**Stated exercise 1:**
Find every line in the rows below that contains the string "purple" and copy each of those lines. Matching is case-sensitive.

1. An interactive entertainment center, comprising:
a multimedia system providing plural multimedia services;
a server system providing services for said interactive entertainment center;
a dialogue system being a speech-commanded interface between a user and said interactive entertainment center; and
a network system linking said interactive entertainment center, said server system, and said dialogue system,
wherein said interactive entertainment center communicates with said user via said dialogue system.
2. The interactive entertainment center according to claim 1, wherein said multimedia system further comprises:
an audio system providing audio services for said user.
a video system providing video services for said user.
an integration system integrating said audio system and said video system to be connected to said network system.
3. The interactive entertainment center according to claim 2, wherein said audio system is an audio.
4. The interactive entertainment center according to claim 2, wherein said audio system is a loudspeaker.
5. The interactive entertainment center according to claim 2, wherein said video system is a video recorder.
6. The interactive entertainment center according to claim 2, wherein said video system is a television.
7. The interactive entertainment center according to claim 2, wherein said video system is a projector.
8. The interactive entertainment center according to claim 2, wherein said integrated system is a set-top box.
9. The interactive entertainment center according to claim 1, wherein said network system further comprises:
a modem connected to said server system; and
a router linking said modem with said interactive entertainment center.
10. The interactive entertainment center according to claim 9, wherein said modem is an ADSL.

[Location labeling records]
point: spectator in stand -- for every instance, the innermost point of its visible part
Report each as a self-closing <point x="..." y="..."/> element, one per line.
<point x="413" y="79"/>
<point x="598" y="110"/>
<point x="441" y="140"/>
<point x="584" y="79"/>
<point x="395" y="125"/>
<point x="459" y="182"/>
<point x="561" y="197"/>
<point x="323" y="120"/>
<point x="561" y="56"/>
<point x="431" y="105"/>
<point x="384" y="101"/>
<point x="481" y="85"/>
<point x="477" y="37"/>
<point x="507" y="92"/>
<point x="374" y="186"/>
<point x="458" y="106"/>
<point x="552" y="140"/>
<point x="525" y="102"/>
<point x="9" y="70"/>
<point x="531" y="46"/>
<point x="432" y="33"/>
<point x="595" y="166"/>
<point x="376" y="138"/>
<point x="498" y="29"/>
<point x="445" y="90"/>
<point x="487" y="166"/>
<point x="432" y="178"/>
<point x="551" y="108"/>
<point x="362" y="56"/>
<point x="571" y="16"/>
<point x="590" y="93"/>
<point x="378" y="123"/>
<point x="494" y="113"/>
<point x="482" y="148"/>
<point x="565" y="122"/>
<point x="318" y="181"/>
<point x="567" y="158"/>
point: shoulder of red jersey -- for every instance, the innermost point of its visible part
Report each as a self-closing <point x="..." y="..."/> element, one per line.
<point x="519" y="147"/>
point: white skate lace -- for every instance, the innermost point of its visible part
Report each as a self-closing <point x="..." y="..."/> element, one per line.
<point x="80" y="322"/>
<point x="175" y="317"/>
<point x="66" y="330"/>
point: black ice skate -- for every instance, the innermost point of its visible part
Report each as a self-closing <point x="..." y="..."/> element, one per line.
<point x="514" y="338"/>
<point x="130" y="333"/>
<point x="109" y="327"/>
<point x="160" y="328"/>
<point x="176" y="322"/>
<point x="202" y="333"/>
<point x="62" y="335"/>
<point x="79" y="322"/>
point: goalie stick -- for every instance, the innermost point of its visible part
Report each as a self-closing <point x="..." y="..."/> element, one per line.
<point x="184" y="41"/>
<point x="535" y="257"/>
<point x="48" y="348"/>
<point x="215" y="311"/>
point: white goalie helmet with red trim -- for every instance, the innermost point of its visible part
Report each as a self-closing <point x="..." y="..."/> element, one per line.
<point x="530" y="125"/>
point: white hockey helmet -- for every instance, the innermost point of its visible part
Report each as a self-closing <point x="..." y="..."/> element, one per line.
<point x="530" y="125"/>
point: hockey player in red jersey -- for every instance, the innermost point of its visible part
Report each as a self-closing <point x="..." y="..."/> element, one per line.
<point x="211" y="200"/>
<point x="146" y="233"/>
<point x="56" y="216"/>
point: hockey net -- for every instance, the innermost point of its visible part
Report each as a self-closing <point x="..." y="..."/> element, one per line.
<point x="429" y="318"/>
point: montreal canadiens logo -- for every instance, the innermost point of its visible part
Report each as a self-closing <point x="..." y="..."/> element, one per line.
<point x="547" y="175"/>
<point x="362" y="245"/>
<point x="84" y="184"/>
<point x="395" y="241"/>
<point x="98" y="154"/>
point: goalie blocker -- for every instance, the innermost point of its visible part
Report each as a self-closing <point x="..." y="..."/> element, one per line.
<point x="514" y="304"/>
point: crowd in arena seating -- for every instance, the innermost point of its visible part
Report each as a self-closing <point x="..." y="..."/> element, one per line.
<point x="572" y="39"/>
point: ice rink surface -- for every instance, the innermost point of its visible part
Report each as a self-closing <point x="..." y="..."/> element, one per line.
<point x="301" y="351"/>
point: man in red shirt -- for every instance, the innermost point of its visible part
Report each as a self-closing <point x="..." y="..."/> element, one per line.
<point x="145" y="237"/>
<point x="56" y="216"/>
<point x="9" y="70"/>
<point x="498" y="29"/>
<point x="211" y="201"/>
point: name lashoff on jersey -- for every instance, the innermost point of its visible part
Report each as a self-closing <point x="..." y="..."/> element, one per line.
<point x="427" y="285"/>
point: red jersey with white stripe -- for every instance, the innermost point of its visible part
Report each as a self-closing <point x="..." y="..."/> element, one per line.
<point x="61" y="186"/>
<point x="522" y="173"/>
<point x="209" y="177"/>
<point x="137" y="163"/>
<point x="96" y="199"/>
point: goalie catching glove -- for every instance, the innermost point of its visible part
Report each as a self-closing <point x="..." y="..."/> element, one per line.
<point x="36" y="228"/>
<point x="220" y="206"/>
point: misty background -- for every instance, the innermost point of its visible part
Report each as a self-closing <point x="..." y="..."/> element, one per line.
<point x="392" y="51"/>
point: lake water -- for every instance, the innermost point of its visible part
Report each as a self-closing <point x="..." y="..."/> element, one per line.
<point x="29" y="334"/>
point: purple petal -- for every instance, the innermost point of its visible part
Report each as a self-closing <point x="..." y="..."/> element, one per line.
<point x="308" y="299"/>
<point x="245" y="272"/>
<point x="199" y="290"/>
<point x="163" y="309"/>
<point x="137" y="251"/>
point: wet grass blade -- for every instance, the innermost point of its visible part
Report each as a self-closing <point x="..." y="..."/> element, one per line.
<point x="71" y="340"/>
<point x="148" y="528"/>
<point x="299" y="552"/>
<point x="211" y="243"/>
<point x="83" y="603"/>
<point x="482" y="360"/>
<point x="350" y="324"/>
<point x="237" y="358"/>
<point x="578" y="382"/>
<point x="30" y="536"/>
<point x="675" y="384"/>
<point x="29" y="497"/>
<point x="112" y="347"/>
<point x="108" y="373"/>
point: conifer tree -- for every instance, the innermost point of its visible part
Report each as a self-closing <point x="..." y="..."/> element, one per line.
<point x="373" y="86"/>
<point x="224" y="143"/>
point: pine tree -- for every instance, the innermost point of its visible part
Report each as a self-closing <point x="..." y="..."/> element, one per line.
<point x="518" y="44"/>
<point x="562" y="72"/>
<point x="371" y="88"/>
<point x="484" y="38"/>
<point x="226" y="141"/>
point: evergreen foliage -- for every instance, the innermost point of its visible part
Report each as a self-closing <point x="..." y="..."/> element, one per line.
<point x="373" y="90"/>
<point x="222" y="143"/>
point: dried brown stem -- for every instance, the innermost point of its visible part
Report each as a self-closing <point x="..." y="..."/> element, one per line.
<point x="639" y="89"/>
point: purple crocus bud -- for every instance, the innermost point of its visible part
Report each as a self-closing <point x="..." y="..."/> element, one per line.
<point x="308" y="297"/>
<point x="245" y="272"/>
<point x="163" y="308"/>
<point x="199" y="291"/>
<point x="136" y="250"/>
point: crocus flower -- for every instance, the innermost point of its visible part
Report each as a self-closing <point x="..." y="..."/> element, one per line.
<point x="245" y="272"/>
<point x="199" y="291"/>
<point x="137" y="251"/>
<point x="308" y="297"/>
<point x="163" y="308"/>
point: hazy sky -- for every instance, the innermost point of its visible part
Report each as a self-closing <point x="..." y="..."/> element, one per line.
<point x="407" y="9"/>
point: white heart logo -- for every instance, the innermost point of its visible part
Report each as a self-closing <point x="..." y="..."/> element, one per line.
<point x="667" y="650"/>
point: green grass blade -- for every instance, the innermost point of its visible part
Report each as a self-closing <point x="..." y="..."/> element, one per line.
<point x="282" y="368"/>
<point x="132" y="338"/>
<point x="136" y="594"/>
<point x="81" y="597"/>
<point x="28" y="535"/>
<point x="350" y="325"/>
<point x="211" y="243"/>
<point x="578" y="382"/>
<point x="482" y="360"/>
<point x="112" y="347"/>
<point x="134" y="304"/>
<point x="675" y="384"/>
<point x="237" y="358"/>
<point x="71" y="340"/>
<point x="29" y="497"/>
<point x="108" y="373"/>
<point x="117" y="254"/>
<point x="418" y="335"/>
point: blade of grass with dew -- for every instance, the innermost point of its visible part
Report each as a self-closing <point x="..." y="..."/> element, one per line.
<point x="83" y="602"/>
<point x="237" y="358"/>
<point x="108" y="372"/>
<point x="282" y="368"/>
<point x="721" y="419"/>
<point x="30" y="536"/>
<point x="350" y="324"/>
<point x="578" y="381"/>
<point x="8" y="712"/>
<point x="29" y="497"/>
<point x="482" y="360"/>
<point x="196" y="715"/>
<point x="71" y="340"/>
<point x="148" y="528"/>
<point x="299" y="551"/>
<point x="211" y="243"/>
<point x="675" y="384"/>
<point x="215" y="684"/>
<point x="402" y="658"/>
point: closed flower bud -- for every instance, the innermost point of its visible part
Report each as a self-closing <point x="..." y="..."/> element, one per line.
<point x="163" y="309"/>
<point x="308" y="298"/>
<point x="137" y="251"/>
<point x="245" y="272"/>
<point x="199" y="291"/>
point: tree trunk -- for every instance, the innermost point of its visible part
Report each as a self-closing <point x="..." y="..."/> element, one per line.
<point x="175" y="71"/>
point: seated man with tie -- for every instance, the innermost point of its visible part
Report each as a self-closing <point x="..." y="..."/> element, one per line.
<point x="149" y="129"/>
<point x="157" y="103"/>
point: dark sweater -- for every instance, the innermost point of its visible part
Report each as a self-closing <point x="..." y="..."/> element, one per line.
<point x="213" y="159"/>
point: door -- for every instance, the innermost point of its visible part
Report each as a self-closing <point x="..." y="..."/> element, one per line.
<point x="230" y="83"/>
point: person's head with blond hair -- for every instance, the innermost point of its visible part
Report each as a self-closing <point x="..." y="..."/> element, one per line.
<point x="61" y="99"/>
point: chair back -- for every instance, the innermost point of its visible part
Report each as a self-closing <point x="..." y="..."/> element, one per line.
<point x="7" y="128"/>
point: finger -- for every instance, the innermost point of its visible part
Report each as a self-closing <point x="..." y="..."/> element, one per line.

**Stated exercise 2:**
According to the entertainment-center claims, what is the integration system's purpose in combining the audio system and the video system? Answer in one to three sentences.

**Full answer 1:**
point: purple petal -- for every instance, the innermost point of its visible part
point: purple crocus bud -- for every instance, the innermost point of its visible part

**Full answer 2:**
The integration system combines the audio system and the video system so that they can be connected to the network system.